## Supplied information:
■ ■ ■ ■ ■ ■ ■

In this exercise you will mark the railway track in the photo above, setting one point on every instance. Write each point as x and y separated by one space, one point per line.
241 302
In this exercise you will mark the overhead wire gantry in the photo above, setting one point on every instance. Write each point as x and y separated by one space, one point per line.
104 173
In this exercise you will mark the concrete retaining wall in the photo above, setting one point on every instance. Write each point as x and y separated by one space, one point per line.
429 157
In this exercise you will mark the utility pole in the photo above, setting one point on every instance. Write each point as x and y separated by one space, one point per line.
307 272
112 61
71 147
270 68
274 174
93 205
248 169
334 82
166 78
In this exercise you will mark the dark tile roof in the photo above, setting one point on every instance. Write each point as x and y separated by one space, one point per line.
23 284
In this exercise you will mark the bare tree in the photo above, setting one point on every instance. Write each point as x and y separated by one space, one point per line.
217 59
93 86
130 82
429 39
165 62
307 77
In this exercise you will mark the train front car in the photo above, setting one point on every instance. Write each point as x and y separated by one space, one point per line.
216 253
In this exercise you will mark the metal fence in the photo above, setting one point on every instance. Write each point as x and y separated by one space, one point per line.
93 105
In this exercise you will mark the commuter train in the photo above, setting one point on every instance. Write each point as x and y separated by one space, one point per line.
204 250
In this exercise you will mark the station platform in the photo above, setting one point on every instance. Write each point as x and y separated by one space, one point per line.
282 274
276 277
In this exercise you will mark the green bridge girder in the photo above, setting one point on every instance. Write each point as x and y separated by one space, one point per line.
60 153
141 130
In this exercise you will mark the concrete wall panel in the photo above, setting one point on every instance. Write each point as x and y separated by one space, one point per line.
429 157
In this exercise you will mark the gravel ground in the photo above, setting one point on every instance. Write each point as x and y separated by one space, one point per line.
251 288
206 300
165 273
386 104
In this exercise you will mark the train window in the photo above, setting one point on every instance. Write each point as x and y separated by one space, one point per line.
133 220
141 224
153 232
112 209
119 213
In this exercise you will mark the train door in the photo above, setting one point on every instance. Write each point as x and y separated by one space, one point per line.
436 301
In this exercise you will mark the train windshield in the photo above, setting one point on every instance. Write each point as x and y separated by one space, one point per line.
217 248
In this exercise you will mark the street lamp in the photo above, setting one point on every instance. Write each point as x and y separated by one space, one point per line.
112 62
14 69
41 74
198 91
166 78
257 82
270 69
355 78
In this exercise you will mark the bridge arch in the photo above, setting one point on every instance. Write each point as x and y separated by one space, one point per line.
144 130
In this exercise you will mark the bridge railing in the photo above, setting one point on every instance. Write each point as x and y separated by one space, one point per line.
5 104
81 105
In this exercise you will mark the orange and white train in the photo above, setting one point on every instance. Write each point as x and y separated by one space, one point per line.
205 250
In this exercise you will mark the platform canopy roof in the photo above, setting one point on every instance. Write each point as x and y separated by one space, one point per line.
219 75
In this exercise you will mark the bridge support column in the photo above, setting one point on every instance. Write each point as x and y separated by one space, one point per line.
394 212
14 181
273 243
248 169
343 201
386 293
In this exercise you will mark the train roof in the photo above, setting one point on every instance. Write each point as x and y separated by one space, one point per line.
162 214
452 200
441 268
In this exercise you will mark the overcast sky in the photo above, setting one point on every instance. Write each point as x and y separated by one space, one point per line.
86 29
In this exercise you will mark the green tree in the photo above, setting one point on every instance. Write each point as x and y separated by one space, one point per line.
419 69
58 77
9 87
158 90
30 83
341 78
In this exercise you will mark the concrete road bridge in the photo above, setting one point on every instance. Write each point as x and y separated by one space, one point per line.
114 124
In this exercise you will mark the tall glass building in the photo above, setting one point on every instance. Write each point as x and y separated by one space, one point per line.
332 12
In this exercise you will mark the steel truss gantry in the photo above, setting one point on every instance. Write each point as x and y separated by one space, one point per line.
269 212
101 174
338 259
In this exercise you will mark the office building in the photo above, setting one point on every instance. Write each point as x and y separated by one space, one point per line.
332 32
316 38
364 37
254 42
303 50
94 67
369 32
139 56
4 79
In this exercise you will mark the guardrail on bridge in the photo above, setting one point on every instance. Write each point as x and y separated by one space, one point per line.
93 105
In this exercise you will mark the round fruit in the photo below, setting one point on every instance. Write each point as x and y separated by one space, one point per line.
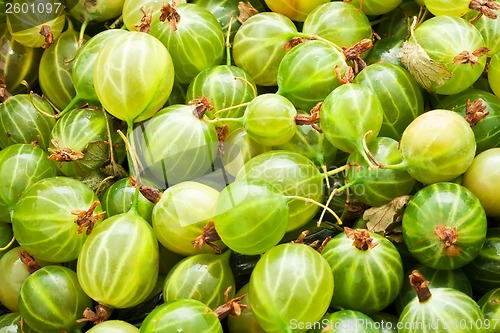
482 179
275 296
369 255
444 226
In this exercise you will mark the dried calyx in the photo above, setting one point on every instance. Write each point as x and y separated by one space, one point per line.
421 286
361 238
201 106
28 261
87 218
475 112
449 237
150 193
231 307
101 314
169 13
208 236
46 32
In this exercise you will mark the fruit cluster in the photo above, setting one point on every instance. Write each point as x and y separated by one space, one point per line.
249 166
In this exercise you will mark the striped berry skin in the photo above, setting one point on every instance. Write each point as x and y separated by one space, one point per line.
52 300
21 122
290 282
447 309
203 277
44 219
118 265
444 226
367 279
183 315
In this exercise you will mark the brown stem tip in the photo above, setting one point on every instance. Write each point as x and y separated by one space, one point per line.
201 106
168 13
222 133
361 238
208 236
472 58
101 314
150 193
63 154
246 11
46 33
487 8
421 286
87 218
475 112
448 236
232 307
28 261
147 17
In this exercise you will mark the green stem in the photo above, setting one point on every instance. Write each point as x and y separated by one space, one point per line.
133 165
223 121
316 37
231 108
9 244
337 170
312 201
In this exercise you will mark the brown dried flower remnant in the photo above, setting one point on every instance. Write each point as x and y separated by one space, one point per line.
202 105
487 8
46 32
87 218
169 13
145 24
361 237
475 112
28 261
294 42
222 133
63 154
246 11
354 52
466 57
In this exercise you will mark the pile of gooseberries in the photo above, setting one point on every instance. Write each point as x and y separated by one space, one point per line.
249 166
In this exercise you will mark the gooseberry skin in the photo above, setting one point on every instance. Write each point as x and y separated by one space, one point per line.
294 175
251 216
294 10
487 131
444 205
483 179
445 37
315 60
437 146
355 285
270 119
399 94
46 206
129 94
339 22
203 277
439 312
180 215
378 187
119 245
258 46
348 113
196 43
51 300
290 283
448 7
183 315
494 74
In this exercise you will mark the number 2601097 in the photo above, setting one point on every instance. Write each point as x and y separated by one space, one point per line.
32 8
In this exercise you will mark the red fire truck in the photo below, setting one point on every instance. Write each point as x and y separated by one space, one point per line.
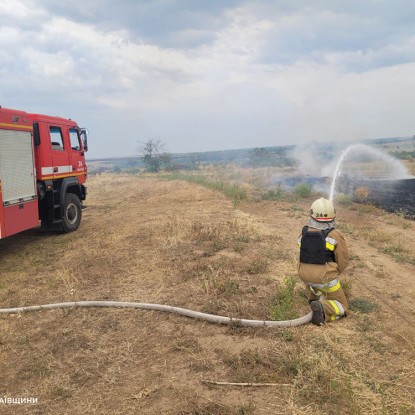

■ ■ ■ ■ ■ ■ ■

## Aim of the task:
Pick out each of the lines above that contains the word "bridge" and copy it unchanged.

## Solution to this exercise:
In this exercise you will mark the green bridge girder in the photo above, setting one point on every instance. Write each point as x and y separated by one space, one point per line.
In this exercise you will mark the bridge arch in the photo above, setting one point on every instance. Write each point as x and y separated by one space, one point per line.
In this exercise you will mark the bridge railing in the photo above, setting one point on every instance. Write each point as x and y separated by one space, one point per line.
In this exercise you will mark the bridge support column in the photo above, setting one point on every instance. Write each point as x and y separated by one space, one point per line.
In this exercise you will mark the concrete road bridge in the photo above, setting one point on every instance. Write each point as x and y separated by one space, one point per line.
In this exercise you will mark the guardrail on bridge in the photo above, setting one point on every instance. Write each point as x and y separated by one space, one point per line.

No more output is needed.